• [Written instruction 1] In the interview with Alfonso Cuaron below, shorten the paragraph that begins "That's slightly ironic" while keeping its main facts.

(L to R) Director of photography EMMANUEL LUBEZKI and director ALFONSO CUARON on the set of Children of Men.

Alfonso Cuaron: 'The present, projected into the future'

by Joshua Klein

McClatchy Newspapers (MCT)

26 March 2007

While slightly overshadowed last year by the successes of his friends, countrymen and fellow directors Guillermo del Toro (Pan’s Labyrinth) and Alejandro Gonzalez Inarritu (Babel), Mexican filmmaker Alfonso Cuaron made Children of Men, a movie arguably more likely than those other acclaimed works to stand the test of time.

That’s slightly ironic, as the film is set in the near future, and predictions made by films set in the future have infrequently come to pass. Cuaron’s secret, however, was filling the powerful film with explicit references to the present, from the ongoing debate over immigration to Guantanamo to the war in Iraq. It’s a haunting strategy that heightens the film’s immediacy and visceral impact, something Cuaron was happy to speak about on the eve of the Children of Men DVD release.

cover art

Children of Men

(Universal Pictures; US theatrical: 25 Dec 2006)

By consensus, Children of Men was one of the best films of 2006. Yet when it was released it didn’t seem to get promoted with the prestige it deserved.
Alfonso Cuaron: I don’t really know. From my perspective, I saw the people around it dealing with the film with a lot of respect, trying to sort out the best way of presenting the film. Yeah, maybe we miscalculated. Maybe the film should have been released a little earlier. But I have to say, I got so much support from Universal to do the film I wanted to do, a very unlikely studio film. I saw the will of trying to promote the film into the mainstream, so I’m satisfied.

Do you feel that many major studios bristle at films they might deem too intelligent or challenging?

• [Written instruction 2] Lay out the point-labeling listing below as a two-column CSV with the columns request and answer. Make one row for each request, and put each value in a single quoted field with line breaks turned into spaces.

• [Data for the task]

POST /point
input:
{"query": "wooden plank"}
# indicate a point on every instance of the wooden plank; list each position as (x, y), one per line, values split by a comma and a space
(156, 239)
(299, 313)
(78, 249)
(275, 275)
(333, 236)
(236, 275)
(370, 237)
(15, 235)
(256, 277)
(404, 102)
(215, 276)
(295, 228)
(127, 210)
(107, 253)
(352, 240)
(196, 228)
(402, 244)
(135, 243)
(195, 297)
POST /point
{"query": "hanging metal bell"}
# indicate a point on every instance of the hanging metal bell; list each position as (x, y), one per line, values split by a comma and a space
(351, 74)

• [Complete answer 1] Though the film is set in the near future, and films set in the future have rarely predicted correctly, Cuaron filled it with explicit references to the present: the immigration debate, Guantanamo and the war in Iraq. This heightens its immediacy and visceral impact, and Cuaron spoke about it on the eve of the DVD release.

• [Complete answer 2]
request,answer
"POST /point input: {""query"": ""wooden plank""} # indicate a point on every instance of the wooden plank; list each position as (x, y), one per line, values split by a comma and a space","(156, 239) (299, 313) (78, 249) (275, 275) (333, 236) (236, 275) (370, 237) (15, 235) (256, 277) (404, 102) (215, 276) (295, 228) (127, 210) (107, 253) (352, 240) (196, 228) (402, 244) (135, 243) (195, 297)"
"POST /point {""query"": ""hanging metal bell""} # indicate a point on every instance of the hanging metal bell; list each position as (x, y), one per line, values split by a comma and a space","(351, 74)"